Como no soportamos la realidad que se nos presenta (primera idea), como nos vemos tentados a construir un relato que dibuje la verdad inabarcable que nos es dada (segunda idea), necesitamos calmar y equilibrar nuestros espíritus a costa de algo (de alguien) que debe soportar por mí ese peso y ese dolor. Lo explica muy bien René Girard: la sociedad se calma con ese mecanismo de chivo expiatorio, y la violencia que genera la frustración encuentra así un punto de retorno hacia la paz. En este sentido, sirvan dos ejemplos -ya mencionados- que me han ayudado estos días de reflexión. Primero esa gran pensadora que fue Simone Weil, y su obsesión por padecer junto a los seres de desgracia, que la fue llevando de la mano en su camino de retorno hacia Dios. Y cómo no el Libro de Job, que no sin motivo es el primer libro de la Sabiduría, porque adelanta lo que luego hará Cristo: enseñarnos a pensar antes en las víctimas que en los culpables, haciéndose Él mismo víctima inocente. Y hacerlo hasta el extremo: “Padre, perdónales… no saben lo que hacen”.
Ya vamos advirtiendo la fuerza de la foto que venimos comentando. Admitamos que hay un mal inexplicable, un mal que nos viene dado sin motivo, sin culpables. Admitámoslo antes, mucho antes, muchísimo antes, que buscar quién ha sido el culpable de tal o cual cosa. Claro que hay que pedir responsabilidades, y claro que hay que luchar por evitar en lo que podamos este tipo de sucesos. Pero es que eso sólo lo sabremos hacer si aceptamos que no todo tiene una explicación humana en forma de culpa personal o de castigo divino. Nuestra sociedad está enferma de hiper-culpabilidad. Pensemos: ¿No nos dice algo que la gran devoción que Valencia muestra al mundo sea precisamente la Virgen de los Desamparados? ¿No nos enseña esa advocación a mirar antes a las víctimas que a los culpables? ¿No es ese brazo de hombre que sostiene a Cristo, el mismísimo brazo de la Virgen al pie de la Cruz?
^^^^
__TAREAS__.
- 1) Según el fragmento, ¿qué autor explica que la sociedad se calma con el mecanismo del chivo expiatorio?
- 2) Transcribe sin cambios el tramo del fragmento que va desde "Ya vamos advirtiendo" hasta "de la Cruz?".
Apóyate únicamente en el fragmento.

__MATERIAL DE PARTIDA__.
^^^^
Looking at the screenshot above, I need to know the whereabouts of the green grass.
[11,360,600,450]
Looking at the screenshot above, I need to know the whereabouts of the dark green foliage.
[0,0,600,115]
^^^^
__RESULTADOS DEL EJERCICIO__.
- 1) René Girard.

- 2)
Ya vamos advirtiendo la fuerza de la foto que venimos comentando. Admitamos que hay un mal inexplicable, un mal que nos viene dado sin motivo, sin culpables. Admitámoslo antes, mucho antes, muchísimo antes, que buscar quién ha sido el culpable de tal o cual cosa. Claro que hay que pedir responsabilidades, y claro que hay que luchar por evitar en lo que podamos este tipo de sucesos. Pero es que eso sólo lo sabremos hacer si aceptamos que no todo tiene una explicación humana en forma de culpa personal o de castigo divino. Nuestra sociedad está enferma de hiper-culpabilidad. Pensemos: ¿No nos dice algo que la gran devoción que Valencia muestra al mundo sea precisamente la Virgen de los Desamparados? ¿No nos enseña esa advocación a mirar antes a las víctimas que a los culpables? ¿No es ese brazo de hombre que sostiene a Cristo, el mismísimo brazo de la Virgen al pie de la Cruz?